##### Data shown #####

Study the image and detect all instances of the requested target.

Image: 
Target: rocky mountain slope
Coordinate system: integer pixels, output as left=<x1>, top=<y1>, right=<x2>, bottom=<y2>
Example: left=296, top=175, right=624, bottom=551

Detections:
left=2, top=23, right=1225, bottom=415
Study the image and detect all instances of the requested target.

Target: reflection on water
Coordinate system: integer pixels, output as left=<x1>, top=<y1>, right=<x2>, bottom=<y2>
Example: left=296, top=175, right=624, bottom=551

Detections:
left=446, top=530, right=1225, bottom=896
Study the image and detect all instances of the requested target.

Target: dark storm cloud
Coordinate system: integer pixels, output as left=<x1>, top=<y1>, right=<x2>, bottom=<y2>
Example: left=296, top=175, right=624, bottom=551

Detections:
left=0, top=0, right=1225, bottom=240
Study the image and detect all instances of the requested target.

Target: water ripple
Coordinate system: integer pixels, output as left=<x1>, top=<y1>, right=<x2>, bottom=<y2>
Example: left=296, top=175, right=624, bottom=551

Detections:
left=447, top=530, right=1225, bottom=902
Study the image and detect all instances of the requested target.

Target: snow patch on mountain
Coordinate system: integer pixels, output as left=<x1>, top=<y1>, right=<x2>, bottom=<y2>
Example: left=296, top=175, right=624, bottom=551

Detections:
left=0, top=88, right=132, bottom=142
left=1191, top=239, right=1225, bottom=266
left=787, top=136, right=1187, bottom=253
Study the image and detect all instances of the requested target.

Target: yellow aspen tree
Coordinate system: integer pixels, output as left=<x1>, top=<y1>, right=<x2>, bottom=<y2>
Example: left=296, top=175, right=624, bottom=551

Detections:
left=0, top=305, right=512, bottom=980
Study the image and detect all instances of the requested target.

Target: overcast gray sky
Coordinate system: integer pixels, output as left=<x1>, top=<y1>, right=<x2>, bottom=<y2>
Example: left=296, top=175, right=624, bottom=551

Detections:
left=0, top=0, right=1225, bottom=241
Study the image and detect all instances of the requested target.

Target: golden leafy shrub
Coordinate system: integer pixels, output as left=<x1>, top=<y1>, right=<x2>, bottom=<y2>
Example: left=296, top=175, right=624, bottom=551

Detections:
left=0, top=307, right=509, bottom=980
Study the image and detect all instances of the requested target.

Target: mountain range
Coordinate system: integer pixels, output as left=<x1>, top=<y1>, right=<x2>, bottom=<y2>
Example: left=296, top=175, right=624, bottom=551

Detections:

#####

Given problem.
Reproduce all of the material above, substituting "Results" for each occurrence of "Detections" and leaving every other line unchanged.

Response.
Study the image and detect all instances of the requested target.

Image: 
Target: rocky mountain slope
Coordinate system: integer pixels, output as left=<x1>, top=<y1>, right=<x2>, bottom=<y2>
Example: left=296, top=175, right=624, bottom=551

Results:
left=2, top=23, right=1225, bottom=415
Study the image and detect all instances of the requested target.

Target: reflection on water
Coordinate system: integer pixels, output as left=<x1>, top=<y1>, right=<x2>, bottom=<y2>
Example: left=296, top=175, right=624, bottom=551

Results:
left=446, top=530, right=1225, bottom=896
Study the image and detect all instances of the requested target.

Target: dark storm cloud
Coordinate system: integer pixels, output as left=<x1>, top=<y1>, right=<x2>, bottom=<y2>
Example: left=296, top=175, right=624, bottom=551

Results:
left=0, top=0, right=1225, bottom=240
Study the image and detect all instances of the requested target.

Target: water ripple
Coordinate system: integer pixels, output as left=<x1>, top=<y1>, right=<x2>, bottom=<y2>
Example: left=296, top=175, right=624, bottom=551

Results:
left=447, top=530, right=1225, bottom=902
Study the image and detect all instances of the requested target.

Target: snow patch on mountain
Coordinate system: integer pixels, output as left=<x1>, top=<y1>, right=<x2>, bottom=<y2>
Example: left=296, top=175, right=624, bottom=551

Results:
left=0, top=88, right=132, bottom=142
left=1191, top=239, right=1225, bottom=266
left=787, top=136, right=1187, bottom=253
Study the image and detect all instances of the requested target.

Target: yellow aspen tree
Coordinate system: integer pixels, output as left=<x1>, top=<y1>, right=<x2>, bottom=<y2>
Example: left=296, top=175, right=624, bottom=551

Results:
left=0, top=305, right=512, bottom=980
Study the image and detect all instances of the requested target.

Target: overcast gray sky
Coordinate system: integer pixels, output as left=<x1>, top=<y1>, right=<x2>, bottom=<y2>
Example: left=296, top=175, right=624, bottom=551

Results:
left=0, top=0, right=1225, bottom=241
Study the image and detect all instances of the requested target.

Target: golden leafy shrub
Coordinate system: integer pixels, output as left=<x1>, top=<y1>, right=<x2>, bottom=<y2>
Example: left=296, top=175, right=624, bottom=551

Results:
left=0, top=307, right=509, bottom=980
Study the image and detect all instances of the requested target.

Target: mountain range
Coordinate system: integer pixels, output as left=<x1>, top=<y1>, right=<x2>, bottom=<y2>
Example: left=296, top=175, right=624, bottom=551

Results:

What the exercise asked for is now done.